**PROVIDED MATERIAL:**
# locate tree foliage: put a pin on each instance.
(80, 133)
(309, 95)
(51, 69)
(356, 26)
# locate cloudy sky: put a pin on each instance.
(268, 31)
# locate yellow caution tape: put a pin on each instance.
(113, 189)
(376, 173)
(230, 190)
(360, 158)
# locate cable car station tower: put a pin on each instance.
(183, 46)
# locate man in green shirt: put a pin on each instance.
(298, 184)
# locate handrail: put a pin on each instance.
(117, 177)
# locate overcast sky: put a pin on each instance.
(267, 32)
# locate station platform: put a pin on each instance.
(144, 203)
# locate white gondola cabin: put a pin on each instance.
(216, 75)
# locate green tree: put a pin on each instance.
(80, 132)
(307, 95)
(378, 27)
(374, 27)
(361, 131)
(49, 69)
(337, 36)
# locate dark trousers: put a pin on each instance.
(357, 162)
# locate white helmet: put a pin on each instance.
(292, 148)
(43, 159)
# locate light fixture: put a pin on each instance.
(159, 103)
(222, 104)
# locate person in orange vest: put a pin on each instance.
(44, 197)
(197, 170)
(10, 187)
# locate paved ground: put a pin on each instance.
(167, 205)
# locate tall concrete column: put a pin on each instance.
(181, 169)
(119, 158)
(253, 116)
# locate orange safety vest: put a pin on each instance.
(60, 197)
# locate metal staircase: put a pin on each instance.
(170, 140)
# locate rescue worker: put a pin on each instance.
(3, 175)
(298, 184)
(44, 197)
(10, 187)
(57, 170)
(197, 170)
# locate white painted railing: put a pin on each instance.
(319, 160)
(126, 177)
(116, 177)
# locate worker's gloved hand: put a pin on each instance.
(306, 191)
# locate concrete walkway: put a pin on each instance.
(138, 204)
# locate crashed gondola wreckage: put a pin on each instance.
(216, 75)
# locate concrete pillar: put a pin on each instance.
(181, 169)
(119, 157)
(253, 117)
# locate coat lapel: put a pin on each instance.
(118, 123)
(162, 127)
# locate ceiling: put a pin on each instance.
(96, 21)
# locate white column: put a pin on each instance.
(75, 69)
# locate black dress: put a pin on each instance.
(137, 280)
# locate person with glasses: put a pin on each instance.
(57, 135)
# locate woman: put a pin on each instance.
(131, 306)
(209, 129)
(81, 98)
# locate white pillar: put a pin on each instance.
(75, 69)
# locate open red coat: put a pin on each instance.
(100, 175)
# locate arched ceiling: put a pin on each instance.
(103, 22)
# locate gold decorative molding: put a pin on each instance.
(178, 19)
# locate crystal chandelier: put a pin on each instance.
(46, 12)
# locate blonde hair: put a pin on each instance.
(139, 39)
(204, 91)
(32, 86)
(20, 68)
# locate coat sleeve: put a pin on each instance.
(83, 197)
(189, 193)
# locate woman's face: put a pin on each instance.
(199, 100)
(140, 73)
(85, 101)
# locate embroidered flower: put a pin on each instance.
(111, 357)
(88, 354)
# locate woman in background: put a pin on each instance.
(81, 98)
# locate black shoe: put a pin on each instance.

**WHAT IS NEEDED:** Every line of the listing above should be copied word for word.

**ANSWER BOX:**
# locate tree foliage: put a pin on each instance.
(80, 133)
(309, 95)
(51, 69)
(356, 26)
# locate cloudy sky: put a pin on each instance.
(268, 31)
# locate yellow caution tape: put a pin on each instance.
(113, 189)
(376, 173)
(230, 190)
(360, 158)
# locate cable car station tower: put a pin on each instance.
(183, 46)
# locate man in green shirt: put a pin on each instance.
(298, 184)
# locate handrail: put a pin on each instance.
(117, 177)
# locate overcast sky: put a pin on each instance.
(267, 32)
# locate station platform: put a pin on each instance.
(144, 203)
# locate white gondola cabin: put a pin on each instance.
(216, 75)
# locate green tree: put a pin on each instance.
(80, 132)
(307, 95)
(378, 27)
(374, 27)
(361, 131)
(49, 69)
(337, 36)
# locate dark trousers: put a pin on each instance.
(357, 162)
# locate white helmet: put a pin on each instance.
(292, 148)
(43, 159)
# locate light fixture: put a pin on each instance.
(159, 103)
(222, 104)
# locate person in orange vest: put a pin on each instance.
(44, 197)
(197, 170)
(10, 187)
# locate paved ground: put a pin on each instance.
(167, 205)
# locate tall concrete column: put a pin on each instance.
(181, 169)
(119, 158)
(253, 116)
# locate orange safety vest: put a pin on each instance.
(60, 197)
# locate metal staircase: put a pin on each instance.
(170, 140)
# locate rescue worker: put a pin on each instance.
(3, 175)
(298, 184)
(44, 197)
(10, 187)
(57, 170)
(197, 170)
# locate white painted railing: put a pin on each instance.
(319, 160)
(126, 177)
(116, 177)
# locate worker's gloved hand: put a pin on each instance.
(306, 191)
# locate concrete walkway: put a pin on each instance.
(138, 204)
# locate crashed gondola wreckage: put a pin on each instance.
(216, 75)
# locate concrete pillar: put a pin on each instance.
(181, 169)
(119, 157)
(253, 117)
# locate coat lapel: put a pin on each instance.
(118, 123)
(162, 127)
# locate ceiling: put a pin on each instance.
(96, 21)
# locate white column: put a pin on each instance.
(75, 69)
# locate black dress: put a pin on each instance.
(137, 280)
# locate person with glasses: put a pin on each instance.
(57, 135)
# locate woman: put a pin on each instance.
(131, 306)
(209, 129)
(81, 98)
# locate white pillar: put a pin on each instance.
(75, 69)
# locate open red coat: put a pin on each instance.
(100, 175)
# locate arched ceiling: put a pin on each instance.
(103, 22)
# locate gold decorative molding: put a pin on each instance.
(178, 19)
# locate crystal chandelier: put a pin on each instance.
(46, 12)
# locate blonde hair: put a pin on each instance.
(139, 39)
(204, 91)
(32, 86)
(20, 68)
# locate coat sleeve: put a pin on each instance.
(83, 197)
(189, 193)
# locate woman's face: put a pin on each instance.
(199, 100)
(140, 73)
(85, 101)
# locate embroidered flower: put a pin on each instance.
(111, 357)
(88, 354)
# locate woman in background: put a pin on each instance.
(81, 98)
# locate black shoe: put a pin on each instance.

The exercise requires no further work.